▶ _WRITTEN INSTRUCTION_:
Please rewrite the part of the material that opens with the line containing "of the rectangular" and closes with the line containing "<point>363,400</point>", swapping "deepest inside it" for "nearest its center" and changing nothing else. Return only those lines.

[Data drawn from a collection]

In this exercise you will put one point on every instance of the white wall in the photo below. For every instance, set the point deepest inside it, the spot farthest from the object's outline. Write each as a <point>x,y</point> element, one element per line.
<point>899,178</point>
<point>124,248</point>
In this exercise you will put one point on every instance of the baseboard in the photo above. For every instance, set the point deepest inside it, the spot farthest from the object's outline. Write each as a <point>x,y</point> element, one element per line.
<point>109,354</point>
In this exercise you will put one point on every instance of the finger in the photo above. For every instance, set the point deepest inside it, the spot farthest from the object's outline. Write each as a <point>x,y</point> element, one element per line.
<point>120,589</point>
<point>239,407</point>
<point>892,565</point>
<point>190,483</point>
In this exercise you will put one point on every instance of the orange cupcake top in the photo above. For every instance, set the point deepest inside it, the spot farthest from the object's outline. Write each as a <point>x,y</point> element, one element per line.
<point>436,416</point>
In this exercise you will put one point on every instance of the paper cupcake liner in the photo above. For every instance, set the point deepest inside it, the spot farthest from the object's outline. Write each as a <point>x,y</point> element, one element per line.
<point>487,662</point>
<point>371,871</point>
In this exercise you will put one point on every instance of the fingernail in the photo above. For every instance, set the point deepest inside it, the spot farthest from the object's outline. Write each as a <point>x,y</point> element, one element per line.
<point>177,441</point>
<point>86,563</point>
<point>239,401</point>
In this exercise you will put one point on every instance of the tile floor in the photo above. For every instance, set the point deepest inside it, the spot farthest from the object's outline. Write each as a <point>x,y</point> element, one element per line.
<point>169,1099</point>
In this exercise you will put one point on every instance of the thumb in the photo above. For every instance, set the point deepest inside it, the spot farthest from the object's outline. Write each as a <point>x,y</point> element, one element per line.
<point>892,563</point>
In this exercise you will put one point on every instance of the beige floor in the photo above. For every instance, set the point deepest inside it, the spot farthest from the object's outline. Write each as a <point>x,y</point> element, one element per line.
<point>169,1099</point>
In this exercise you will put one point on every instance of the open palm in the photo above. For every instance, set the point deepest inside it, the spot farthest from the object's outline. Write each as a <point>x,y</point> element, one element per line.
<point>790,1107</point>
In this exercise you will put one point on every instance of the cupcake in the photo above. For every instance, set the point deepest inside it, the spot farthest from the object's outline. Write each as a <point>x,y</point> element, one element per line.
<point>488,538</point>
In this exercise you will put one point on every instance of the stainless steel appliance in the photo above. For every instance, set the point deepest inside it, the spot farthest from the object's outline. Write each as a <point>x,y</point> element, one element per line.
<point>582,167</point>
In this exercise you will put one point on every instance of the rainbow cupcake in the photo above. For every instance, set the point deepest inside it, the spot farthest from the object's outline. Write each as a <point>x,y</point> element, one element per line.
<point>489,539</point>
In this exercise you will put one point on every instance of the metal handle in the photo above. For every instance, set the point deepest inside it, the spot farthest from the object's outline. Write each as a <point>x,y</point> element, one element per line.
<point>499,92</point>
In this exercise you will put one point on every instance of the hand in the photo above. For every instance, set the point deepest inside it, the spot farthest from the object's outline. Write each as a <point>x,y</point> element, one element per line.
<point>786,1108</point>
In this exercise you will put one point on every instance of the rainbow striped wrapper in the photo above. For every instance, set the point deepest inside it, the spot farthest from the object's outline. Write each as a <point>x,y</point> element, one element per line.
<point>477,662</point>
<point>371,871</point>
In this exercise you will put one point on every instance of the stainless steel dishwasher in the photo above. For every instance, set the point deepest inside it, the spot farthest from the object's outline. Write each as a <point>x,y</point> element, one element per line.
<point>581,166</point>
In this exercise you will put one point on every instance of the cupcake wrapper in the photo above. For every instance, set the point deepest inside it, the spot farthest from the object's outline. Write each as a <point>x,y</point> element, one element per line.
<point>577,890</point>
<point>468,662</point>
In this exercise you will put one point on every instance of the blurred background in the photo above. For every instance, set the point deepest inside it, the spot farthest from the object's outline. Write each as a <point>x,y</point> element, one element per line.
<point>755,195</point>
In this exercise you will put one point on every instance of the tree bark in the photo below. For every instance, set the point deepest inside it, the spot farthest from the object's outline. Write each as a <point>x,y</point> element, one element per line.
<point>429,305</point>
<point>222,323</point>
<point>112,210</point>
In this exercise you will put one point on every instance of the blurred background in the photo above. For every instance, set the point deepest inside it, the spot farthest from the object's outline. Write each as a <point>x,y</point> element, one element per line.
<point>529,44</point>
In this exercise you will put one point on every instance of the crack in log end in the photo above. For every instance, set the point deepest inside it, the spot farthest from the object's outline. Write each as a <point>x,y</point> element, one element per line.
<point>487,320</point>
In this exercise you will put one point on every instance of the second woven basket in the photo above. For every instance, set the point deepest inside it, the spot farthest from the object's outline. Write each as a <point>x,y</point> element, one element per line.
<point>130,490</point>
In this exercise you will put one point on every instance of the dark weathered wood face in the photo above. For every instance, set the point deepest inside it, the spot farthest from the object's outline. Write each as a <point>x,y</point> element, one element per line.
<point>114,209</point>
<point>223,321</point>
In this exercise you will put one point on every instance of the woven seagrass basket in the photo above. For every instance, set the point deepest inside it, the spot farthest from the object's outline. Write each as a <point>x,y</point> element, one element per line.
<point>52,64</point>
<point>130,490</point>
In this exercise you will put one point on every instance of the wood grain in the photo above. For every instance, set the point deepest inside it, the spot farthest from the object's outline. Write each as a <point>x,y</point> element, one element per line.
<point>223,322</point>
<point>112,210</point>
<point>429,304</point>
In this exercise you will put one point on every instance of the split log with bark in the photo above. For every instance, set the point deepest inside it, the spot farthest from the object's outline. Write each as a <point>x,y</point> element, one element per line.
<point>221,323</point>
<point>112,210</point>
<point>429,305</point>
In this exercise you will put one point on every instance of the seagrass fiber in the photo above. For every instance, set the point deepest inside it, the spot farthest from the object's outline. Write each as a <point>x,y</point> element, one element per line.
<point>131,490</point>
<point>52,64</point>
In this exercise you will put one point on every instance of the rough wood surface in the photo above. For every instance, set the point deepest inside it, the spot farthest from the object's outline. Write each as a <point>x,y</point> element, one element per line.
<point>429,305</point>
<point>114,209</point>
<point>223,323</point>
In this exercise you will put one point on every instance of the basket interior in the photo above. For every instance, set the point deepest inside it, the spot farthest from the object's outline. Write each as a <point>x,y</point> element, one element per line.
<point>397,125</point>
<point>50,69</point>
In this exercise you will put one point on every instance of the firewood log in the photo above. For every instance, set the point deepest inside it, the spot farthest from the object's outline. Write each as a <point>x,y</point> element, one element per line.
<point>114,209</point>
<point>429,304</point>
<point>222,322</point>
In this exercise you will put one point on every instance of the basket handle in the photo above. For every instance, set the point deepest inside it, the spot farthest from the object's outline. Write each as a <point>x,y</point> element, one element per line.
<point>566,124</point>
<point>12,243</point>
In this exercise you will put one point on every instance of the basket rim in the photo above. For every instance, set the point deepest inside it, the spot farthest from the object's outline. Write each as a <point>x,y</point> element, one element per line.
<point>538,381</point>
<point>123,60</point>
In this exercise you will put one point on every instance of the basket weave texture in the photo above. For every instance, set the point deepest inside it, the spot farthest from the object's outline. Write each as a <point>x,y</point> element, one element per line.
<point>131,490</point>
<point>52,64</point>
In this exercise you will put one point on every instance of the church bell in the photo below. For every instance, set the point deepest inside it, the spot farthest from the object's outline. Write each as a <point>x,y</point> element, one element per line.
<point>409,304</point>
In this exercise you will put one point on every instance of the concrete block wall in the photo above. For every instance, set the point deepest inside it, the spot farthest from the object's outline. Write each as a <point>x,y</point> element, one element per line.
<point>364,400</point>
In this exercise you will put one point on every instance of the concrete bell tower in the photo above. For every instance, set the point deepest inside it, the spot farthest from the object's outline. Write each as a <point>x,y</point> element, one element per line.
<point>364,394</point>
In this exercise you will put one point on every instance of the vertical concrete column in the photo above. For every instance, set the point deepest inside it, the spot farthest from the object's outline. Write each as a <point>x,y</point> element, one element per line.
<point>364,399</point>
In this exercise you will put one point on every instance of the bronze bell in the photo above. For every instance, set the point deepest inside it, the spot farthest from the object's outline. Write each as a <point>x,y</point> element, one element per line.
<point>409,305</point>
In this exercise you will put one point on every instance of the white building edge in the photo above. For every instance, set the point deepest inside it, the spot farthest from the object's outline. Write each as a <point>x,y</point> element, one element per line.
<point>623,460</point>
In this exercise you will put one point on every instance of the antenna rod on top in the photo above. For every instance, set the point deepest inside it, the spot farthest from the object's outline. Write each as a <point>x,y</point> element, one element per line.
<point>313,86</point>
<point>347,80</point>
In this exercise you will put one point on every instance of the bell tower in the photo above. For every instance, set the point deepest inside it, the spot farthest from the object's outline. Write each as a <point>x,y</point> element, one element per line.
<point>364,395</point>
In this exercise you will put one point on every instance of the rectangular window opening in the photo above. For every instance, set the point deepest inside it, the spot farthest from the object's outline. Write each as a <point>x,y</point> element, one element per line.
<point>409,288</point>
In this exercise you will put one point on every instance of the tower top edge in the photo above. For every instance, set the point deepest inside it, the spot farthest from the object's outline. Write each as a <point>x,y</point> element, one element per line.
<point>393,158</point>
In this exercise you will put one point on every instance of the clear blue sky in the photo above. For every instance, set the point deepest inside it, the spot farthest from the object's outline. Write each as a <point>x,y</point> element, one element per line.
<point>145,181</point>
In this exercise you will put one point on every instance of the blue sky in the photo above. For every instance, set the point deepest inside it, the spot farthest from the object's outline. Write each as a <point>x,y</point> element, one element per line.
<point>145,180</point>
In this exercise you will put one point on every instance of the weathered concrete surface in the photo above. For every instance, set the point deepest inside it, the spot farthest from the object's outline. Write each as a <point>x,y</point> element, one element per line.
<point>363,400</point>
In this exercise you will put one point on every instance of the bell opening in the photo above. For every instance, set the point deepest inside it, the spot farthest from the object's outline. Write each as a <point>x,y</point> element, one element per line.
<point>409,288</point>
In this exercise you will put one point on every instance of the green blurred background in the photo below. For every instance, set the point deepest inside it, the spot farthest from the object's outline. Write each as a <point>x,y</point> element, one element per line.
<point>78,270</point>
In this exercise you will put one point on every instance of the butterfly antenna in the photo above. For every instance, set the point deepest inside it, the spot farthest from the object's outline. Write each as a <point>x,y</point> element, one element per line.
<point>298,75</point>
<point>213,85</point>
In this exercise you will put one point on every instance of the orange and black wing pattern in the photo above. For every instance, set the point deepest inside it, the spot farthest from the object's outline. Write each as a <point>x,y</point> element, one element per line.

▶ _EXPECTED OUTPUT_:
In this exercise you will put one point on every instance of the rectangular window opening in the photo above. For every instance, set the point nearest its center, the spot farthest from the object's outline. Write each as a <point>x,y</point> element, one element per line.
<point>409,288</point>
In this exercise you will put one point on every instance of the tower top edge in the photo above. For every instance, set the point nearest its center, the spot farthest from the object's outline. Write each as a <point>x,y</point> element, one element per line.
<point>393,158</point>
In this exercise you will put one point on every instance of the clear blue sky in the photo above. For every instance, set the point nearest its center, the spot farthest from the object's outline. Write each as a <point>x,y</point> element, one element per line.
<point>145,181</point>
In this exercise you will put one point on every instance of the blue sky in the photo above. For every instance, set the point nearest its center, the spot farthest from the object's outline. Write each as a <point>x,y</point> element, one element per line.
<point>145,180</point>
In this exercise you will put one point on every instance of the weathered concrete surface in the photo above. For every instance, set the point nearest its center, the spot farthest from the object's outline. Write each as a <point>x,y</point> element, one element per line.
<point>363,400</point>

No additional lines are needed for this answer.